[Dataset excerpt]

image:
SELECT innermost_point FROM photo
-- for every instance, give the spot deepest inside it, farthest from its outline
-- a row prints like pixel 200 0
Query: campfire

• What is required
Could you format every line of the data above as a numbered list, leaving out blank lines?

• Task answer
1. image:
2. SELECT innermost_point FROM photo
3. -- for every instance, give the spot deepest inside it, farthest from its outline
4. -- a row prints like pixel 200 0
5. Query: campfire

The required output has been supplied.